▶ **Task prompt**
The full set of entries below needs to be written out exactly.
(Supplied data begins)
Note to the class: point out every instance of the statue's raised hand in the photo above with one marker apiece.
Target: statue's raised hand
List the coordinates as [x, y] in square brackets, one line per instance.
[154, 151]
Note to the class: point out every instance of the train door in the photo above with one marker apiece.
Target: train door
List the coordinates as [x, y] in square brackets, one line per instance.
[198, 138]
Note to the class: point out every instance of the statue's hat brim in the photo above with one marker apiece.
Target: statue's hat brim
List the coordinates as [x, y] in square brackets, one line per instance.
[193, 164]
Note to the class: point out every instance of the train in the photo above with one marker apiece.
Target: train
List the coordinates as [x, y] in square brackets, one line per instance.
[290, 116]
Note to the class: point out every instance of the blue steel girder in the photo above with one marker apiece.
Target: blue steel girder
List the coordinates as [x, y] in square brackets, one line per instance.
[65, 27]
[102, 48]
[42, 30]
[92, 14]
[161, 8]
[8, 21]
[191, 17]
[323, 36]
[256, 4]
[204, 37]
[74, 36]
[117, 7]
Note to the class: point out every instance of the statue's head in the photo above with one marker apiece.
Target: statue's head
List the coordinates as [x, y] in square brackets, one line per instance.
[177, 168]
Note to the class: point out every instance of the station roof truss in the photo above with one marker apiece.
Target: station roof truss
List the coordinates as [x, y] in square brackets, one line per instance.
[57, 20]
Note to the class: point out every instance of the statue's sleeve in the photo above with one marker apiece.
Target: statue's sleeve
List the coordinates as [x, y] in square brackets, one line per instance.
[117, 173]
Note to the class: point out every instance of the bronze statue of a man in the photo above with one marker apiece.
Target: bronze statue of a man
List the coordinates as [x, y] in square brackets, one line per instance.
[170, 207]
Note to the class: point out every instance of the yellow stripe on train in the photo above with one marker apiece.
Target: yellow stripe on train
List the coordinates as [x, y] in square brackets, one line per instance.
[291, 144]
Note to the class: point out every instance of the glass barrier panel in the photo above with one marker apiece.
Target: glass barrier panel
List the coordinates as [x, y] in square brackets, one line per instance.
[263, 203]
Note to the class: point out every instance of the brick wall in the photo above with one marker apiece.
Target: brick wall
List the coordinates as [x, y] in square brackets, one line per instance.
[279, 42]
(Supplied data ends)
▶ **Answer to the exercise**
Note to the class: point out every instance of the statue's raised hand in the photo above with one marker apiece.
Target: statue's raised hand
List the coordinates as [x, y] in square brackets, one line per instance.
[154, 151]
Note to the class: point out every instance of the train door in the photo above with one marker apiece.
Target: train door
List the coordinates as [x, y] in square brackets, one line per instance.
[198, 138]
Note to the class: point out every instance of the statue's hat brim in the photo above with one marker apiece.
Target: statue's hat brim
List the coordinates as [x, y] in square brackets, one line per instance.
[193, 164]
Note to the class: point out every instance of the train in the photo above with one marker apiece.
Target: train
List the coordinates as [x, y] in square brackets, one line per instance.
[290, 116]
Note to the class: point out every instance of the blue steel girder in the photo above with one marker apiece.
Target: blue steel girder
List the coordinates as [x, y] in square brackets, one line per instance.
[65, 27]
[102, 48]
[42, 30]
[92, 14]
[161, 8]
[8, 21]
[191, 17]
[323, 36]
[256, 4]
[204, 37]
[74, 36]
[117, 7]
Note to the class: point out every instance of the statue's head in the photo above with one marker apiece.
Target: statue's head
List the coordinates as [x, y] in square brackets, one line per instance.
[177, 168]
Note to the class: point out every instance of the station roof truss in the photo above with one marker apiece.
Target: station roof truss
List the coordinates as [x, y] in square brackets, one line per instance.
[57, 20]
Note to the class: point out every instance of the statue's sleeve in the photo above with one marker apiece.
Target: statue's sleeve
List the coordinates as [x, y] in square brackets, one line per instance.
[117, 173]
Note to the class: point out every instance of the bronze statue of a man in the photo above with one marker apiece.
Target: bronze statue of a man
List the coordinates as [x, y] in square brackets, one line per instance.
[170, 207]
Note to the class: point out every instance of the yellow stripe on train in the photo above with one marker apiece.
Target: yellow stripe on train
List the coordinates as [x, y] in square brackets, one line per instance.
[291, 144]
Note to the class: point out every instance of the glass barrier panel in the photo above with one marker apiece.
Target: glass barrier panel
List the coordinates as [x, y] in square brackets, one line per instance.
[263, 203]
Note to the class: point out every instance of the brick wall in the photo above with one marker apiece.
Target: brick wall
List the coordinates as [x, y] in square brackets, one line per instance.
[279, 42]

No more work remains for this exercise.